## WHAT THE EXERCISE ASKS:
Reproduce every entry exactly as given.

## DATA SUPPLIED:
= Beginning of Section =

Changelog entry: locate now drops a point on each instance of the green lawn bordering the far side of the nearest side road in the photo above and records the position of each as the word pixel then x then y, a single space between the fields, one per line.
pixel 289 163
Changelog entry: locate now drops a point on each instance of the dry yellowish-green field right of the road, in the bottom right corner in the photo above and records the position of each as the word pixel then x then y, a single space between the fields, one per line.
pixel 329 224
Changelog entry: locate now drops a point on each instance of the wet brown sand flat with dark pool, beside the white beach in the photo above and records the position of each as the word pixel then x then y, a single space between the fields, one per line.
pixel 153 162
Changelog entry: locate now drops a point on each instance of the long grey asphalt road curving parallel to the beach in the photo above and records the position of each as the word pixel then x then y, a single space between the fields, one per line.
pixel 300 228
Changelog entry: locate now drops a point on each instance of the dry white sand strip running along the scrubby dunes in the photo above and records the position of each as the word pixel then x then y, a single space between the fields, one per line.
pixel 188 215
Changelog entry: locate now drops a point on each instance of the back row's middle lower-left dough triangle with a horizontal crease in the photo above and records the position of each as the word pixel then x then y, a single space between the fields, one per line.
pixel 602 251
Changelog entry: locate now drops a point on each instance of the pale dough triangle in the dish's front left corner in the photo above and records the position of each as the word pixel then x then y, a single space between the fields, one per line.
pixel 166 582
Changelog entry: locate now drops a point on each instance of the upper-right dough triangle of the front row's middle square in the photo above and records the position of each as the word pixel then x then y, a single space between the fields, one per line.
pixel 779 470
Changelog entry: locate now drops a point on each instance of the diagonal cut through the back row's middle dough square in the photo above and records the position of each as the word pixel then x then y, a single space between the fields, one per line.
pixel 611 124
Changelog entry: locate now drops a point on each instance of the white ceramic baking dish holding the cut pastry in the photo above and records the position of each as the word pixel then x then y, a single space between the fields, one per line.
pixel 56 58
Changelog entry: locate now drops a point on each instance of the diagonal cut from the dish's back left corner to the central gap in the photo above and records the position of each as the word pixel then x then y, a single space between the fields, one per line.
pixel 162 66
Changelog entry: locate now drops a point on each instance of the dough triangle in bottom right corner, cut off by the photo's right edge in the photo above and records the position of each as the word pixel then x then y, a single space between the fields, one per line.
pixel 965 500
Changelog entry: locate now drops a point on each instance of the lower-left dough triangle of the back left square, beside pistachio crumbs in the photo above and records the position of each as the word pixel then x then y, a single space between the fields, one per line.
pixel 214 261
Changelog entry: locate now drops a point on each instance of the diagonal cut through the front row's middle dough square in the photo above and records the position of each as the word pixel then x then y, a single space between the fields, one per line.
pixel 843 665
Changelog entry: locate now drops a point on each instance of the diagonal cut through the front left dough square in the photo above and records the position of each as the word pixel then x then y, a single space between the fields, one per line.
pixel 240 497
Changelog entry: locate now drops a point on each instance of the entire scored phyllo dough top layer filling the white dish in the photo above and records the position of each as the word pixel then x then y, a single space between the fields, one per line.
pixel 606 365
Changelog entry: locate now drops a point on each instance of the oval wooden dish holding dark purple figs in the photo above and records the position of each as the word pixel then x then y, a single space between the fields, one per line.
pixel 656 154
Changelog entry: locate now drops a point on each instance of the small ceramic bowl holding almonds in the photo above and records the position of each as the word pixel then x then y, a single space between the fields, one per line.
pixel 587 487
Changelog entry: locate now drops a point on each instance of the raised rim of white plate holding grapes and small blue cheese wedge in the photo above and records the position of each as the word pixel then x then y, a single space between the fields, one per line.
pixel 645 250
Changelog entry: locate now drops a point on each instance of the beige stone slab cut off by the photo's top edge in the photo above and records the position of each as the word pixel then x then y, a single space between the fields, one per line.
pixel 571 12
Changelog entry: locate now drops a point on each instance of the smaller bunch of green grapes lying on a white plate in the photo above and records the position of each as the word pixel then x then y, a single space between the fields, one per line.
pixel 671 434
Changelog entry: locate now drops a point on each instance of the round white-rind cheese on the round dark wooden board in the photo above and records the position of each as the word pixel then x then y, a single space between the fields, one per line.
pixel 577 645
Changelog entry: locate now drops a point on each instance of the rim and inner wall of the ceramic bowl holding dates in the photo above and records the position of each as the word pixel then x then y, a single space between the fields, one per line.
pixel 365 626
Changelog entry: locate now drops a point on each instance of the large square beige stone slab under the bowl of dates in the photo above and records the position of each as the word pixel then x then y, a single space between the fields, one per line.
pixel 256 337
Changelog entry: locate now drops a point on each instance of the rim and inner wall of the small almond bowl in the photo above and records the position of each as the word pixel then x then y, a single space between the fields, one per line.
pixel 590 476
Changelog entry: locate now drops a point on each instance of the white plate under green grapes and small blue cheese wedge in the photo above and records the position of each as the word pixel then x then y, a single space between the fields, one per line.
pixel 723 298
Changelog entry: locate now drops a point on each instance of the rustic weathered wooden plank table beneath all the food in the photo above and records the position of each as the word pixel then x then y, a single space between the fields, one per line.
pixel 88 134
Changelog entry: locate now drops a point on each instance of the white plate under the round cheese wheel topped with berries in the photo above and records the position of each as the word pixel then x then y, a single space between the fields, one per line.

= End of Section =

## ANSWER BELOW:
Changelog entry: locate now drops a point on each instance of the green lawn bordering the far side of the nearest side road in the photo above and records the position of each as the word pixel then x then y, a single space between the fields, one per line.
pixel 289 163
Changelog entry: locate now drops a point on each instance of the dry yellowish-green field right of the road, in the bottom right corner in the photo above and records the position of each as the word pixel then x then y, a single space between the fields, one per line.
pixel 329 224
Changelog entry: locate now drops a point on each instance of the wet brown sand flat with dark pool, beside the white beach in the photo above and records the position of each as the word pixel then x then y, a single space between the fields, one per line.
pixel 153 162
Changelog entry: locate now drops a point on each instance of the long grey asphalt road curving parallel to the beach in the photo above and records the position of each as the word pixel then x then y, a single space between the fields, one per line.
pixel 300 228
Changelog entry: locate now drops a point on each instance of the dry white sand strip running along the scrubby dunes in the photo above and records the position of each as the word pixel then x then y, a single space between the fields, one per line.
pixel 188 215
Changelog entry: locate now drops a point on each instance of the back row's middle lower-left dough triangle with a horizontal crease in the photo above and records the position of each as the word pixel then x then y, a single space between the fields, one per line.
pixel 602 251
Changelog entry: locate now drops a point on each instance of the pale dough triangle in the dish's front left corner in the photo above and records the position of each as the word pixel then x then y, a single space between the fields, one per line.
pixel 166 582
Changelog entry: locate now drops a point on each instance of the upper-right dough triangle of the front row's middle square in the photo above and records the position of each as the word pixel then x then y, a single space between the fields, one per line.
pixel 779 470
Changelog entry: locate now drops a point on each instance of the diagonal cut through the back row's middle dough square in the photo above and records the position of each as the word pixel then x then y, a single space between the fields, one per line.
pixel 611 124
Changelog entry: locate now drops a point on each instance of the white ceramic baking dish holding the cut pastry in the photo above and records the position of each as the word pixel then x then y, a single space between the fields, one per line.
pixel 56 58
Changelog entry: locate now drops a point on each instance of the diagonal cut from the dish's back left corner to the central gap in the photo above and records the position of each as the word pixel then x then y, a single space between the fields, one per line.
pixel 162 66
Changelog entry: locate now drops a point on each instance of the dough triangle in bottom right corner, cut off by the photo's right edge in the photo above and records the position of each as the word pixel then x then y, a single space between the fields, one per line.
pixel 965 500
Changelog entry: locate now drops a point on each instance of the lower-left dough triangle of the back left square, beside pistachio crumbs in the photo above and records the position of each as the word pixel then x then y, a single space between the fields, one per line.
pixel 214 261
Changelog entry: locate now drops a point on each instance of the diagonal cut through the front row's middle dough square in the photo above and records the position of each as the word pixel then x then y, a single space between the fields, one per line.
pixel 843 665
Changelog entry: locate now drops a point on each instance of the diagonal cut through the front left dough square in the photo above and records the position of each as the word pixel then x then y, a single space between the fields, one per line.
pixel 240 497
Changelog entry: locate now drops a point on each instance of the entire scored phyllo dough top layer filling the white dish in the photo above and records the position of each as the word pixel then x then y, a single space between the fields, one per line.
pixel 606 365
Changelog entry: locate now drops a point on each instance of the oval wooden dish holding dark purple figs in the photo above and records the position of each as the word pixel then x then y, a single space between the fields, one per line.
pixel 656 154
Changelog entry: locate now drops a point on each instance of the small ceramic bowl holding almonds in the photo above and records the position of each as the word pixel then x then y, a single space between the fields, one per line.
pixel 587 487
Changelog entry: locate now drops a point on each instance of the raised rim of white plate holding grapes and small blue cheese wedge in the photo above and records the position of each as the word pixel then x then y, a single space between the fields, one per line.
pixel 645 250
Changelog entry: locate now drops a point on each instance of the beige stone slab cut off by the photo's top edge in the photo above and records the position of each as the word pixel then x then y, a single space between the fields, one per line.
pixel 571 12
Changelog entry: locate now drops a point on each instance of the smaller bunch of green grapes lying on a white plate in the photo above and records the position of each as the word pixel then x then y, a single space between the fields, one per line.
pixel 671 434
Changelog entry: locate now drops a point on each instance of the round white-rind cheese on the round dark wooden board in the photo above and records the position of each as the word pixel then x then y, a single space between the fields, one per line.
pixel 577 645
Changelog entry: locate now drops a point on each instance of the rim and inner wall of the ceramic bowl holding dates in the photo above and records the position of each as the word pixel then x then y, a single space between the fields, one per line.
pixel 365 626
Changelog entry: locate now drops a point on each instance of the large square beige stone slab under the bowl of dates in the photo above and records the position of each as the word pixel then x then y, a single space between the fields, one per line.
pixel 256 337
Changelog entry: locate now drops a point on each instance of the rim and inner wall of the small almond bowl in the photo above and records the position of each as the word pixel then x then y, a single space between the fields, one per line.
pixel 590 476
Changelog entry: locate now drops a point on each instance of the white plate under green grapes and small blue cheese wedge in the photo above and records the position of each as the word pixel then x then y, a single space between the fields, one per line.
pixel 723 298
Changelog entry: locate now drops a point on each instance of the rustic weathered wooden plank table beneath all the food in the photo above and records the position of each as the word pixel then x then y, a single space between the fields, one per line.
pixel 88 134
Changelog entry: locate now drops a point on each instance of the white plate under the round cheese wheel topped with berries in the photo above and records the position of each as the word pixel then x then y, a single space between the fields, one per line.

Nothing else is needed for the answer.